> **CHALLENGES**
1. Using the earnings call transcript on tax expenses, explain in one to three sentences why the Q1 effective tax rate was higher than the Taiwan-only rate of 17%.
2. Carry the earnings call transcript on tax expenses forward from its final line.

> **TEXT TO READ**
[Begin]

Sure. That’s a very good question. Our primary operating companies are in Taiwan and Korea. In Q1 our (employee) tax expenses were effectively our Taiwan tax expense and our Taiwan only reported effective tax rate was only 17%, Korea made a loss. Let me add a bit more color. Our Q1 effective tax rate was however much higher than our Taiwan only tax rate of 17% and our – and also higher than our mobile tax rate for very complicated reasons mainly related to higher tax expenses that arise from higher taxable income under Taiwan tax accounting versus lower income recognized under U.S. GAAP. Taiwan tax accounting income was much higher because of temporary balance sheet related foreign exchange gain. This gain and result in tax expenses are temporary and well in line when the NT to U.S. dollar exchange rate moves in a different direction. Furthermore in Q1 Korea made a loss which depressed our overall operating profit with no tax benefits.

Anthony Stoss - Craig-Hallum

Analyst

Great. Thank you.

[End]

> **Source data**
[Begin]

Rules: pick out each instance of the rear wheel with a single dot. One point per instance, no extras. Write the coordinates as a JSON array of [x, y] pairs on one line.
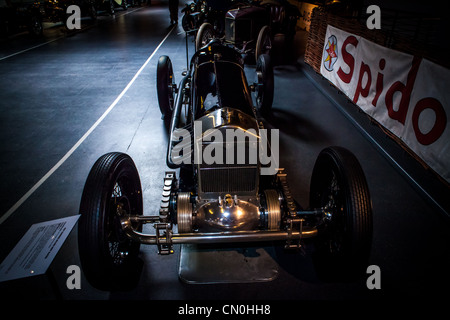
[[112, 190], [165, 82], [265, 84], [343, 244], [263, 43]]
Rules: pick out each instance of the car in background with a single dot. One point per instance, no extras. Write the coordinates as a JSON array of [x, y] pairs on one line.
[[20, 15]]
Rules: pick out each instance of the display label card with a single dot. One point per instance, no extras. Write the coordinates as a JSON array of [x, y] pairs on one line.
[[34, 253]]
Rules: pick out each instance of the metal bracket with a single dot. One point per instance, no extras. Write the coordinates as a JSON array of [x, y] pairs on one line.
[[294, 243], [169, 179], [164, 239]]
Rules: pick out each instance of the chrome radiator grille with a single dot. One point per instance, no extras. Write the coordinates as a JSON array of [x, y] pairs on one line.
[[229, 179]]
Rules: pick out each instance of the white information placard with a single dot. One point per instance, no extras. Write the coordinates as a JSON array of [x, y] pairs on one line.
[[34, 253]]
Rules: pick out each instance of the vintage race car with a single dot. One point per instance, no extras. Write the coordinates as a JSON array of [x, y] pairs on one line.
[[222, 194]]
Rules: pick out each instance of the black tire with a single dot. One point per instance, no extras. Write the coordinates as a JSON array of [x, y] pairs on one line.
[[187, 22], [265, 84], [109, 259], [204, 35], [35, 26], [111, 7], [165, 84], [344, 241], [263, 43], [92, 10]]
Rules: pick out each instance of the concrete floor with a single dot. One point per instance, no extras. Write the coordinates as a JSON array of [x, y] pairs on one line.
[[53, 94]]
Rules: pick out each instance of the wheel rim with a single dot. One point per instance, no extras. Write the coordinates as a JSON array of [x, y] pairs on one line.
[[206, 37], [332, 200], [266, 44], [119, 247], [171, 85]]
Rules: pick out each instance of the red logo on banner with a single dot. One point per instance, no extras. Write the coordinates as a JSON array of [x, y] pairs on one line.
[[331, 56]]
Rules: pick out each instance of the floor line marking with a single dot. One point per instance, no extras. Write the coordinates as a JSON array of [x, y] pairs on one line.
[[79, 142]]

[End]

> **RESPONSES TO THE EXERCISE**
1. Taxable income under Taiwan tax accounting was much higher than the income recognized under U.S. GAAP, which produced higher tax expenses. That higher Taiwan tax accounting income came from a temporary balance sheet related foreign exchange gain. In addition, Korea made a loss, which lowered overall operating profit with no tax benefits.

2.
Operator

Operator

Thank you for your question. Your next question comes from the line of Suji De Silva from Topeka. Please ask your question.

Suji De Silva - Topeka

Analyst

Hi guys, couple of questions on the growth opportunities here. First of all for the TLC partner that’s ramping up. So I understand those are Tiers two to three smartphone OEMs or there are opportunities there in the Tier 1 as well for smartphones?

Wallace Kou

Analyst

I think we with our NAND flash partners initially we’re going with Phase 1 with Tier 2, Tier 3 for tablets and smartphone, Phase 2 we’re moving to an NTE based smartphone, Phase 3 moving to Qualcomm based smartphone and tablets. So there are different phases but it will all happen within a quarter.

Suji De Silva - Topeka

Analyst

Okay, great. And then in your press release I saw you talk about the LTE transceiver working on securing additional wins. Can you clarify what that means I know that you have a significant partner there? Are there multiple SKUs at that partner that you’re trying to win and design that? Thanks.

Wallace Kou

Analyst

I think we in March we normally secured per design win early this year and we’re working with still early model. We believe the sense we’re continually can see the internal solution versus third-party solution. But we believe as (indiscernible) we have high confidence to win additional model for the LTE and Samsung’s model.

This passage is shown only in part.